◆ Directive ◆
Could you write out every one of the records below, character for character, without changing anything?

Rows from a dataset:
((

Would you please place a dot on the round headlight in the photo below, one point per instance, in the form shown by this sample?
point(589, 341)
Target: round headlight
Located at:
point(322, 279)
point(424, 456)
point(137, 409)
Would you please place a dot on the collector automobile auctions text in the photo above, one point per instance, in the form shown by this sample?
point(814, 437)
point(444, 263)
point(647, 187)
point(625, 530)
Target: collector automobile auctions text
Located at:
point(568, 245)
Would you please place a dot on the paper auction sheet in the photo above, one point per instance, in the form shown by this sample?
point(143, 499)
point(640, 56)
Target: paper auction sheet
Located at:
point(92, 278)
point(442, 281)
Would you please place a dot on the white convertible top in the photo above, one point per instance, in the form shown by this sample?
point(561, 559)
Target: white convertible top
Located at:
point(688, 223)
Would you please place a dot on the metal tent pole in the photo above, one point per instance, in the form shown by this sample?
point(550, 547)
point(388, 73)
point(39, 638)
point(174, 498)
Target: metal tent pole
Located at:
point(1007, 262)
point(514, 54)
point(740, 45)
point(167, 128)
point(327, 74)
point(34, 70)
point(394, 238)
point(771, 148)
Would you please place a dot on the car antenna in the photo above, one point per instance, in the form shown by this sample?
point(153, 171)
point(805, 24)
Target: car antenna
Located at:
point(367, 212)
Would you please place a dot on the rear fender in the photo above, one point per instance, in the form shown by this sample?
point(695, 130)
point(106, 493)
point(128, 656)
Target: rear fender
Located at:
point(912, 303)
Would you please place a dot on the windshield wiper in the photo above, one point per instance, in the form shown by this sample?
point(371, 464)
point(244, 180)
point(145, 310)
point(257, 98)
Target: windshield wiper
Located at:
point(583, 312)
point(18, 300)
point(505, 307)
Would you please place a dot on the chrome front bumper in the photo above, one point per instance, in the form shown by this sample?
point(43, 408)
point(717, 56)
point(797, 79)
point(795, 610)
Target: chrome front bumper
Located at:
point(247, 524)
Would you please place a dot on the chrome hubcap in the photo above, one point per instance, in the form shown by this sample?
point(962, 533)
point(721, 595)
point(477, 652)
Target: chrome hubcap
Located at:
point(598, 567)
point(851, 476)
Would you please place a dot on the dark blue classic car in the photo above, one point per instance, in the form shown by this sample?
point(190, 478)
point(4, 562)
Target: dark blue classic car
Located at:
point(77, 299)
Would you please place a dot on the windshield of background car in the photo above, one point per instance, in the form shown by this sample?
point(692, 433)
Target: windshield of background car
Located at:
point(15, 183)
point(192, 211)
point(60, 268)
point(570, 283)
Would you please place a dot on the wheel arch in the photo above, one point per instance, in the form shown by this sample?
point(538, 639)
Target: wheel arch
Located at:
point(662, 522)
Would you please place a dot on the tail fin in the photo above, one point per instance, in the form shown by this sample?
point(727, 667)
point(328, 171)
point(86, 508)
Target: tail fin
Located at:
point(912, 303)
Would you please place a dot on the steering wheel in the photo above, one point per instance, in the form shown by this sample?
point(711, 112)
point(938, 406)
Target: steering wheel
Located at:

))

◆ Output below ◆
Would you please place a dot on the round headlight in the photo below, one point per instance, in the form shown by this sample?
point(589, 341)
Target: round headlight
Located at:
point(322, 279)
point(424, 456)
point(137, 409)
Would you please place a dot on the collector automobile auctions text in the photo above, one point per instance, in the form shown by this sample?
point(814, 437)
point(444, 263)
point(647, 187)
point(625, 530)
Target: collector automobile auctions text
Located at:
point(568, 245)
Would you please place a dot on the paper auction sheet in the photo above, one point per instance, in the form shown by this sample?
point(143, 499)
point(640, 56)
Target: paper auction sheet
Located at:
point(92, 278)
point(442, 281)
Would you please place a dot on the white convertible top in the photo above, one point per instance, in the form shown by this sample?
point(561, 559)
Target: white convertible top
Located at:
point(688, 223)
Would you please place a dot on the metal tent pole in the photo above, one point per instance, in the form shown by this sample?
point(550, 547)
point(388, 73)
point(39, 638)
point(174, 498)
Target: metal tent pole
Located at:
point(1007, 262)
point(514, 54)
point(740, 45)
point(167, 128)
point(327, 74)
point(34, 70)
point(394, 238)
point(771, 148)
Would you please place a dot on the car antenna in the photo above, one point per instance, in the form shown by this sample?
point(153, 171)
point(805, 24)
Target: car antenna
Located at:
point(367, 212)
Would you please place a dot on the rear fender in the photo above, one point per instance, in the form shown by this sample?
point(695, 130)
point(106, 493)
point(128, 656)
Target: rear fender
Located at:
point(912, 303)
Would you please place a dot on the windshield wiper in the photo above, one point per instance, in the form shown by this sample?
point(371, 464)
point(244, 180)
point(145, 310)
point(257, 98)
Target: windshield wiper
Located at:
point(583, 312)
point(18, 300)
point(505, 307)
Would you please place a dot on the chrome front bumper in the photo above, one point per instance, in the form shown by this sample?
point(43, 408)
point(717, 56)
point(797, 79)
point(795, 610)
Target: chrome front bumper
Located at:
point(247, 524)
Would you please place a dot on the chrome hubcap in the photo above, one point per instance, in the form shown by this sample?
point(962, 533)
point(721, 595)
point(477, 652)
Target: chrome hubcap
Located at:
point(598, 567)
point(851, 476)
Would you please place a dot on the dark blue classic car in the photo above, one point per instance, in the form shown by this sample?
point(190, 478)
point(4, 562)
Target: dark blue classic car
Located at:
point(77, 299)
Would you please place a dot on the windshield of background car in the photo above, one point per instance, in the form shown by this sample?
point(692, 433)
Target: windshield of background car
Located at:
point(15, 183)
point(192, 211)
point(60, 268)
point(570, 283)
Would you please place a dot on the wheel arch in the photo above, one point per instance, in the form shown by this sample?
point(538, 639)
Target: wheel arch
Located at:
point(662, 522)
Would you please place a dot on the tail fin in the photo above, one point per instance, in the form shown by this sample?
point(727, 667)
point(328, 171)
point(86, 508)
Target: tail fin
Located at:
point(912, 303)
Would you please place a dot on the steering wheel in the photo above, one point per instance, in the form shown by this sample?
point(711, 112)
point(938, 406)
Target: steering wheel
Located at:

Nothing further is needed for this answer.